◆ WORK REQUIRED ◆
Below are entries. Copy exactly the lines running from the line that holds "Query: duck's eye" to the line that holds "Where can the duck's leg", with both ends included.

_ _ _ _

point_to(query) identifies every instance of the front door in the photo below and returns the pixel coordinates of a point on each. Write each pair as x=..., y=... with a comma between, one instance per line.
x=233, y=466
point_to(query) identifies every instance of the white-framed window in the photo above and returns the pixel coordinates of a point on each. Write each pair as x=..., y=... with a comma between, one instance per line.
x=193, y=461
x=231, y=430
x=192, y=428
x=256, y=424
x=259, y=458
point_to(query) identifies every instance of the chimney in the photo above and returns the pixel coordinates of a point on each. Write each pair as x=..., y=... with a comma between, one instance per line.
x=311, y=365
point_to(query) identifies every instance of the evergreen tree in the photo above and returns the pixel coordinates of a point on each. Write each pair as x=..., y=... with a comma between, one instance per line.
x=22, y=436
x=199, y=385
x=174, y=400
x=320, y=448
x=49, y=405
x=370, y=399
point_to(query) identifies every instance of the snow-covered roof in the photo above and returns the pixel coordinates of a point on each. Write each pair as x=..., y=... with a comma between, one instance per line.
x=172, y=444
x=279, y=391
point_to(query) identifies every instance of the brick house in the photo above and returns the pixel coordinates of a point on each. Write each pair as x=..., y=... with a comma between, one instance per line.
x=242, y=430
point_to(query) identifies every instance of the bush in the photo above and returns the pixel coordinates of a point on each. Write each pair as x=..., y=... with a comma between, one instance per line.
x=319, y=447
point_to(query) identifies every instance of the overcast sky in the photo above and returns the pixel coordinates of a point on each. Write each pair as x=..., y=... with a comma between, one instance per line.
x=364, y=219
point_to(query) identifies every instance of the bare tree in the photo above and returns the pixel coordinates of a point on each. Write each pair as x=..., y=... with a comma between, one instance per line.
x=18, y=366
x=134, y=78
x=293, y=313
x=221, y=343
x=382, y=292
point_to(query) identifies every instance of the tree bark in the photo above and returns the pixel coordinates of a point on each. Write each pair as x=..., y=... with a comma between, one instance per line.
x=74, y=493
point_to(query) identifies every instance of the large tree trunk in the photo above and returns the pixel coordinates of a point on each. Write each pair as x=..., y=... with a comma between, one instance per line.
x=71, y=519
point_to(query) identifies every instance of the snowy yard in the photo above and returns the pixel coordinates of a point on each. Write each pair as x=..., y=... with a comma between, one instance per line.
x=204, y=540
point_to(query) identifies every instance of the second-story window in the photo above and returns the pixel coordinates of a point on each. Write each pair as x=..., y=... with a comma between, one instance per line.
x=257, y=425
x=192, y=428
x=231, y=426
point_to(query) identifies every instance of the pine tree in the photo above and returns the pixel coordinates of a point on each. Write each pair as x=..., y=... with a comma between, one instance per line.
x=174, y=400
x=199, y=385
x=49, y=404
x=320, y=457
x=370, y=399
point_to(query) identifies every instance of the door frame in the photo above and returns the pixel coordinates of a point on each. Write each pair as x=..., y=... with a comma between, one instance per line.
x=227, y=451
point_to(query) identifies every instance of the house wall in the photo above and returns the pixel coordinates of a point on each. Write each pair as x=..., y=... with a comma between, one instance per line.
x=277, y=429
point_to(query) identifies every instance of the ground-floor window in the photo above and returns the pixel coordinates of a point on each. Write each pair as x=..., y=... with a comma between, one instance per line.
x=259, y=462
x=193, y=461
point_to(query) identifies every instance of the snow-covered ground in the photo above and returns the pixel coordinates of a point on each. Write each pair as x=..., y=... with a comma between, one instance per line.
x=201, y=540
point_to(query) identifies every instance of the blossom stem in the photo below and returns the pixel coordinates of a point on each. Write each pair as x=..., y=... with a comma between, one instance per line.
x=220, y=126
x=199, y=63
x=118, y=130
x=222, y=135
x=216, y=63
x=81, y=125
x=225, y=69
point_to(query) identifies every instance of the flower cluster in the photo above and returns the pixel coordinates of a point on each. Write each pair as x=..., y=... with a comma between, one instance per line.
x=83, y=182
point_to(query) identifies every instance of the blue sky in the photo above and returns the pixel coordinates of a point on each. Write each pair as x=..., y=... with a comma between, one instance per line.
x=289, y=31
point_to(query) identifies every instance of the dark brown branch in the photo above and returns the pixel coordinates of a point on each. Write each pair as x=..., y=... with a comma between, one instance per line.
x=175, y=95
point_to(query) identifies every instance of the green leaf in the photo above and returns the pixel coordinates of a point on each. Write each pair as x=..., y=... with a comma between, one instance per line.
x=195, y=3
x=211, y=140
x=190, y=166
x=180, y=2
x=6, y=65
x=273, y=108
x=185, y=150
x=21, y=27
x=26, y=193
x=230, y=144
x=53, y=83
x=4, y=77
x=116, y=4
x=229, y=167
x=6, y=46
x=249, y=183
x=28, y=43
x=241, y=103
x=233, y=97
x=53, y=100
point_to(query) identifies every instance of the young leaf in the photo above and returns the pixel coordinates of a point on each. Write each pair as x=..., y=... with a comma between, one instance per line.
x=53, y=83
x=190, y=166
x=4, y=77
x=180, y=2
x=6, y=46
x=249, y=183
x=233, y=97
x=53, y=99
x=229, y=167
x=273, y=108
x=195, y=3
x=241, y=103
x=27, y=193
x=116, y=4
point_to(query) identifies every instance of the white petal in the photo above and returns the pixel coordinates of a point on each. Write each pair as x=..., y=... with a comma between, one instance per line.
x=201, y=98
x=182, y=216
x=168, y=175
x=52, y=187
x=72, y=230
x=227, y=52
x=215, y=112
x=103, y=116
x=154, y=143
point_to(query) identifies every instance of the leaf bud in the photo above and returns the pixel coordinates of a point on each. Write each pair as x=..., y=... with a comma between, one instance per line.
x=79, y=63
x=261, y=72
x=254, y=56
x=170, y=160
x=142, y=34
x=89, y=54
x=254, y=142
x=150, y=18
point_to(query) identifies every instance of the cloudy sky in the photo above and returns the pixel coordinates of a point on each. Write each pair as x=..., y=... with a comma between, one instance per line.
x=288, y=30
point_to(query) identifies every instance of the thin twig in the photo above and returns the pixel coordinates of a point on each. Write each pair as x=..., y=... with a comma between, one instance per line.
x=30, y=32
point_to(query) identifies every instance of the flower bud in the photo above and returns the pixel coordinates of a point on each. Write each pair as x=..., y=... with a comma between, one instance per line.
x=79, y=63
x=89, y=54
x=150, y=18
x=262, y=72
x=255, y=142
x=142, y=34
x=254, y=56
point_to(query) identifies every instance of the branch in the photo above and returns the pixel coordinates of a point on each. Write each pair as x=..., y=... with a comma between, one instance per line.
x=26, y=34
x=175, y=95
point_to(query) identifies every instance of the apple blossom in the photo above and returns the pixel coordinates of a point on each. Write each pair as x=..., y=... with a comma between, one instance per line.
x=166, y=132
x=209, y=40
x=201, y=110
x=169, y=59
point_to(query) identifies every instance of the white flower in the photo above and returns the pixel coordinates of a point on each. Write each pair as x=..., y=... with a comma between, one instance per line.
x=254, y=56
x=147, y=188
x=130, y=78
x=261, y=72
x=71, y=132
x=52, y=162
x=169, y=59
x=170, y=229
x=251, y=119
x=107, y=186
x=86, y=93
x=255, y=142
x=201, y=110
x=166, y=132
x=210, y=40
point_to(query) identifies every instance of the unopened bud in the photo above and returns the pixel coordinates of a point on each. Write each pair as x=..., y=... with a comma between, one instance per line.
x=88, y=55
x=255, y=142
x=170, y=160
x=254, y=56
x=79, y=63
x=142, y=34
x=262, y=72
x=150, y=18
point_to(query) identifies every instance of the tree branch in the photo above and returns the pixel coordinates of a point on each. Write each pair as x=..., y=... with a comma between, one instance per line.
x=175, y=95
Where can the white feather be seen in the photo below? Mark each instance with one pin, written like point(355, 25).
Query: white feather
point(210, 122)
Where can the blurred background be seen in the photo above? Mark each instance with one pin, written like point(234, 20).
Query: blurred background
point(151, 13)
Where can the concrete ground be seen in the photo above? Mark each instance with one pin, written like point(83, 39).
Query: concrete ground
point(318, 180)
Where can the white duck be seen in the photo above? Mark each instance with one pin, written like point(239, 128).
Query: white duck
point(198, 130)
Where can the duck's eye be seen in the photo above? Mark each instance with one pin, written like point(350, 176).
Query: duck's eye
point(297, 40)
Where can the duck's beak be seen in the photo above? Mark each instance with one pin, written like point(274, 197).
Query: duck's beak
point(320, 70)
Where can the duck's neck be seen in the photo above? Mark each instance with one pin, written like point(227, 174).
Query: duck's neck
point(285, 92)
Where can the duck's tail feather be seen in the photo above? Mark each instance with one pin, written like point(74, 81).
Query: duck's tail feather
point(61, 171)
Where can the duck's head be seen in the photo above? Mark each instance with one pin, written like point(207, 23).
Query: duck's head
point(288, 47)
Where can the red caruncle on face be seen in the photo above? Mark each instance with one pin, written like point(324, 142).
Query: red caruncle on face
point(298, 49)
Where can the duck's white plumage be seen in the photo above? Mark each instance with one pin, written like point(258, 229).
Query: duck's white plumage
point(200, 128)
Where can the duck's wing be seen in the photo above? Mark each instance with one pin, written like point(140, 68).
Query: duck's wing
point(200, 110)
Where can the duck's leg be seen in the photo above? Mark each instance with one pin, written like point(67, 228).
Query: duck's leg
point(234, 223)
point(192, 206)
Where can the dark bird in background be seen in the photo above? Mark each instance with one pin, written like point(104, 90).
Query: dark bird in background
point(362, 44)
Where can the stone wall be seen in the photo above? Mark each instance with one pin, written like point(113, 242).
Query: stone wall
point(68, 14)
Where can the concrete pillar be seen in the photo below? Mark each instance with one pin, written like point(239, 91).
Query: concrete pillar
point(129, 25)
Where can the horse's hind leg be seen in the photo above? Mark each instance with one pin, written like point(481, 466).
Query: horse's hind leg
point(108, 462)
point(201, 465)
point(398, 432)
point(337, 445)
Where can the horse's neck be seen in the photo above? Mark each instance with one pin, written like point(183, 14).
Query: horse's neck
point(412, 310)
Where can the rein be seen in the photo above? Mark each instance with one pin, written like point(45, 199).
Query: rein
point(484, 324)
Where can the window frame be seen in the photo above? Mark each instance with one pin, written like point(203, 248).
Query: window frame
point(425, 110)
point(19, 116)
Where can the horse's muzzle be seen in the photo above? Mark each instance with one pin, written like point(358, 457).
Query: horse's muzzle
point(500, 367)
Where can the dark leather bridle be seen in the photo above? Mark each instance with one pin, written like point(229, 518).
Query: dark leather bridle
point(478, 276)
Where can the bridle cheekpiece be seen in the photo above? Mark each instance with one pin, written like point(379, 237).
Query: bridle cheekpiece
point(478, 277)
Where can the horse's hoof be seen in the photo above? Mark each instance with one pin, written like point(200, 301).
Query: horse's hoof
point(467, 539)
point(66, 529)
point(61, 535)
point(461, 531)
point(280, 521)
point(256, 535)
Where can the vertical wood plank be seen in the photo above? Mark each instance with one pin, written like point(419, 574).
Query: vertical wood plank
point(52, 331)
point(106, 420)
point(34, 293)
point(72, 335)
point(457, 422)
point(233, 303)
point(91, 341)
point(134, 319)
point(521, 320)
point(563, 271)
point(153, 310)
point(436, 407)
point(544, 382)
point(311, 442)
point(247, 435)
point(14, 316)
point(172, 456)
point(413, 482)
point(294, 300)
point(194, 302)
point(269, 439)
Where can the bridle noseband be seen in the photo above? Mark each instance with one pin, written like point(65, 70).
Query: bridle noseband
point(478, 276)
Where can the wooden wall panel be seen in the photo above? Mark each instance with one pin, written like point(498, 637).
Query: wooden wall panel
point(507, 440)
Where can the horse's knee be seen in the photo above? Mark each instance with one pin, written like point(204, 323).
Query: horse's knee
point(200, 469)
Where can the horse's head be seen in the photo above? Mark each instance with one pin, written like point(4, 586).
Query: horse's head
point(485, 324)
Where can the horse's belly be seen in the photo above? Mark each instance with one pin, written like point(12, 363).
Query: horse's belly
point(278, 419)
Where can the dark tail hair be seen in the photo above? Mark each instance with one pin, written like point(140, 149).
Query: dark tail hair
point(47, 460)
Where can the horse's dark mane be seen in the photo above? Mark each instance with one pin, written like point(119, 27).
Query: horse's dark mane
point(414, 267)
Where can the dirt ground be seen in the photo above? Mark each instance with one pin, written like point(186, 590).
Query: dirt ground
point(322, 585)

_ _ _ _

◆ ANSWER TO THE PROBLEM ◆
Query: duck's eye
point(297, 40)
Where can the duck's beak be seen in the photo above? Mark each instance with one pin, written like point(274, 197).
Query: duck's beak
point(320, 70)
Where can the duck's neck be seen in the photo above? Mark each instance with one pin, written like point(227, 174).
Query: duck's neck
point(285, 92)
Where can the duck's tail feather be seen in the photo above? Mark each instance with one pin, written like point(74, 81).
Query: duck's tail feather
point(61, 171)
Where can the duck's head be seen in the photo above? Mark each instance with one pin, written like point(207, 23).
Query: duck's head
point(288, 47)
Where can the red caruncle on face be seen in the photo above? Mark each instance with one pin, written like point(324, 142).
Query: red caruncle on face
point(298, 49)
Where can the duck's white plumage be seen in the photo above? Mark each instance with one pin, written like point(258, 229).
Query: duck's white plumage
point(200, 128)
Where can the duck's wing be seen in the photo above? Mark each instance with one pin, written like point(140, 68).
Query: duck's wing
point(200, 110)
Where can the duck's leg be seen in the photo above? Mark each instance with one pin, written like point(67, 228).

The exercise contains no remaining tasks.